= Sheldon Segal =

American embryologist and biochemist

Sheldon Jerome Segal (March 15, 1926 - October 17, 2009) was an American embryologist and biochemist who spent his entire career working on contraception, and made major innovations in the field of long-lasting alternatives, with Chilean physician Horacio Croxatto, including in the creation of Norplant, the first major development advance in birth control since the birth control pill.

==Early life and education==
Segal was born on March 15, 1926, in Brooklyn, New York, where he attended Erasmus Hall High School. He enlisted in the United States Navy during World War II when he was 16 years old. He was assigned to an attack transport that was to have been sent for the land invasion of Japan. When the war ended with the atomic bombing of Hiroshima and Nagasaki, obviating the need for naval landings, he was sent to participate in nuclear tests at Bikini Atoll. He left the Navy with the rank of lieutenant (junior grade). After completing his military service, Segal earned a bachelor's degree at Dartmouth College in 1947 and was awarded his doctorate degree from the University of Iowa in 1947 in biochemistry and embryology. In 1986 Segal received an honorary doctorate from the faculty of medicine at Uppsala University, Sweden.

RECORDS SUPPLIED:

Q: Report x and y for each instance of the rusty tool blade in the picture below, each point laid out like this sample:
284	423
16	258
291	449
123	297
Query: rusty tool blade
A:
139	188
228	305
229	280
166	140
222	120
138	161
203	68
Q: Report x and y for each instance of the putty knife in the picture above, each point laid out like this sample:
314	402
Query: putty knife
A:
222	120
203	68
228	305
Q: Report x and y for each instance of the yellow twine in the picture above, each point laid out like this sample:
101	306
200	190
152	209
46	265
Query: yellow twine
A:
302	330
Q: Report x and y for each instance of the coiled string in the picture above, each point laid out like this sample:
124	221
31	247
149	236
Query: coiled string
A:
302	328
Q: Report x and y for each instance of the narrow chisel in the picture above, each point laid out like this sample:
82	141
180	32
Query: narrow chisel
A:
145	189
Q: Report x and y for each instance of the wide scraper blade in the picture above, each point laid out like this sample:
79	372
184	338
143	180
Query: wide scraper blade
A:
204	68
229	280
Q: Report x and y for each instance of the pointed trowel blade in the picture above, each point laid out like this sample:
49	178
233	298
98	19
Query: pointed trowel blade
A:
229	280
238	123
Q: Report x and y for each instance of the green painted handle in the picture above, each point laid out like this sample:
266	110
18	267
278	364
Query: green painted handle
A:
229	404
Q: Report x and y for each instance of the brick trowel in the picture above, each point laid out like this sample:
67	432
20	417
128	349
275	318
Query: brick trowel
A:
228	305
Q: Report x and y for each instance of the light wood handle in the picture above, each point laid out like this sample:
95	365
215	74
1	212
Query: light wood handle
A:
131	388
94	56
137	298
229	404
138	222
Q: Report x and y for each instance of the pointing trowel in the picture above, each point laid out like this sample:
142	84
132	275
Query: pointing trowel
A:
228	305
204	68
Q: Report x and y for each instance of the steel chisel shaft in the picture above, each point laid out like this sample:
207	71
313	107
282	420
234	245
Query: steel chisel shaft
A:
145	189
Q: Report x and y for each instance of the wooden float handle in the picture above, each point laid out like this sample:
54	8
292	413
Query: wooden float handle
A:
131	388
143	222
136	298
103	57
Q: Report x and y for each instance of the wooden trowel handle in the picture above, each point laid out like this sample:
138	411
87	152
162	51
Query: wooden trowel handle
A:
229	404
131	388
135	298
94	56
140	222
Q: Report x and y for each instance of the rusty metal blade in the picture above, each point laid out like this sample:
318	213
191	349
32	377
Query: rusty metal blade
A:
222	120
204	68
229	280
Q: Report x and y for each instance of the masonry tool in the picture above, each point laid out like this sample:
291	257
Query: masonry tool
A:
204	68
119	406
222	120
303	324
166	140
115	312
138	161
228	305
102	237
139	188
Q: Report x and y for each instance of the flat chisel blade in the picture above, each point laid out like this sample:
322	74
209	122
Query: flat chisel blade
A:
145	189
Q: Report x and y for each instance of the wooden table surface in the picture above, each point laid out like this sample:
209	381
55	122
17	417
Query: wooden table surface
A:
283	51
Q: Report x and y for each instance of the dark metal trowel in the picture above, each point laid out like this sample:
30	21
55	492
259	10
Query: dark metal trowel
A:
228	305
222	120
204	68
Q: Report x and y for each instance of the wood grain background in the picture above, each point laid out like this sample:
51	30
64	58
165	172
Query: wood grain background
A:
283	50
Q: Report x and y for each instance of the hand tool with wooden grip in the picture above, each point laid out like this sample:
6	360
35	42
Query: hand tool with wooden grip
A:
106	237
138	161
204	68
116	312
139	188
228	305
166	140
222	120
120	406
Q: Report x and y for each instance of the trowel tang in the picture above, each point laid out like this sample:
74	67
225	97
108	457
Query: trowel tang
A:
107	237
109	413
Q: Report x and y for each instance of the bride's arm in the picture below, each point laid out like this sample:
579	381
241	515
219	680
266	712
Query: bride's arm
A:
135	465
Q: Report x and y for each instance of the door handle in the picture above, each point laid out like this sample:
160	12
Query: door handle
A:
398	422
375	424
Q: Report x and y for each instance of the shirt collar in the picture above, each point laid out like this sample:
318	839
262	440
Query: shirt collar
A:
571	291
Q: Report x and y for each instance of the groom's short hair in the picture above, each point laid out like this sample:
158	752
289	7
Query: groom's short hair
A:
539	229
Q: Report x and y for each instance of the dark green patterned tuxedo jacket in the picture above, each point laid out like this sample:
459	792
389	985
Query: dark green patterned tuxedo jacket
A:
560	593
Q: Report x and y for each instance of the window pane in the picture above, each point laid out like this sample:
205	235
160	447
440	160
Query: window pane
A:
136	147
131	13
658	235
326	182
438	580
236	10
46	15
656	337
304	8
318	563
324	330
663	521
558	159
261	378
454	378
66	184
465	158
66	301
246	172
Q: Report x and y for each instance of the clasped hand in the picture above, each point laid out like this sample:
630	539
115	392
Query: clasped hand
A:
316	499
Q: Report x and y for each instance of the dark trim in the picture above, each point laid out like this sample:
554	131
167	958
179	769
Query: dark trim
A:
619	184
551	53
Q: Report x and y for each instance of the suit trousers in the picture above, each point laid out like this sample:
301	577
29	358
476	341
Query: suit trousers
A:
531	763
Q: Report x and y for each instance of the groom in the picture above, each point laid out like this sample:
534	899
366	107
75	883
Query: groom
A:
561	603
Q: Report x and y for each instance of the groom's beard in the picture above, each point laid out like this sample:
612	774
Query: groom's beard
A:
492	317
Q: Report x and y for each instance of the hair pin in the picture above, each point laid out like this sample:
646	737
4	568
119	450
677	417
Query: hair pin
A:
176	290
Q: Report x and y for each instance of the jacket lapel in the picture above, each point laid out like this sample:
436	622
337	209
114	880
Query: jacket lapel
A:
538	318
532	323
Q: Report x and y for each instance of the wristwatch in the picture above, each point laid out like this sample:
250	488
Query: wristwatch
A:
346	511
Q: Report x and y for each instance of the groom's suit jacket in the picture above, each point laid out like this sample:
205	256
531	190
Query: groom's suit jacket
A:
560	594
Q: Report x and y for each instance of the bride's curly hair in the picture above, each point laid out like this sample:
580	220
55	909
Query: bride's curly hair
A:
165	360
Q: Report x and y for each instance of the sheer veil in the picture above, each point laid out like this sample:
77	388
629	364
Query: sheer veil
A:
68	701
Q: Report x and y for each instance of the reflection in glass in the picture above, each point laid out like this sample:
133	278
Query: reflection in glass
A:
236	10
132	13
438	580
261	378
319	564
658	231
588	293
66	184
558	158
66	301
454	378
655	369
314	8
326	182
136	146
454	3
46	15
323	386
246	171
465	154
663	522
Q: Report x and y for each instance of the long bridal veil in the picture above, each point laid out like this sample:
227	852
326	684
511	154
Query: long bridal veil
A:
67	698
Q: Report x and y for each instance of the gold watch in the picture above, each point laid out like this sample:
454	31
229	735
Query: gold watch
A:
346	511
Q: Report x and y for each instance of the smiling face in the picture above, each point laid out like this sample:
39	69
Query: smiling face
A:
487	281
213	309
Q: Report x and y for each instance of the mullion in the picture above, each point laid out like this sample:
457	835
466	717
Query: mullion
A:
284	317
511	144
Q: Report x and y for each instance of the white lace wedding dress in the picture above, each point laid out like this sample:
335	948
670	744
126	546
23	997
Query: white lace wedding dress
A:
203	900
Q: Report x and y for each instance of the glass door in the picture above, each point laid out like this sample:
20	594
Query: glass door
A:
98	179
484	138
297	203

WHAT TO DO:
1) In the Sheldon Segal biography above, what rank did Segal hold when he left the Navy?
2) Please reproduce the Sheldon Segal biography between "Sheldon Jerome Segal" and "birth control pill.", inclusive.

ANSWERS IN ORDER:
1) Lieutenant (junior grade)

2)
Sheldon Jerome Segal (March 15, 1926 - October 17, 2009) was an American embryologist and biochemist who spent his entire career working on contraception, and made major innovations in the field of long-lasting alternatives, with Chilean physician Horacio Croxatto, including in the creation of Norplant, the first major development advance in birth control since the birth control pill.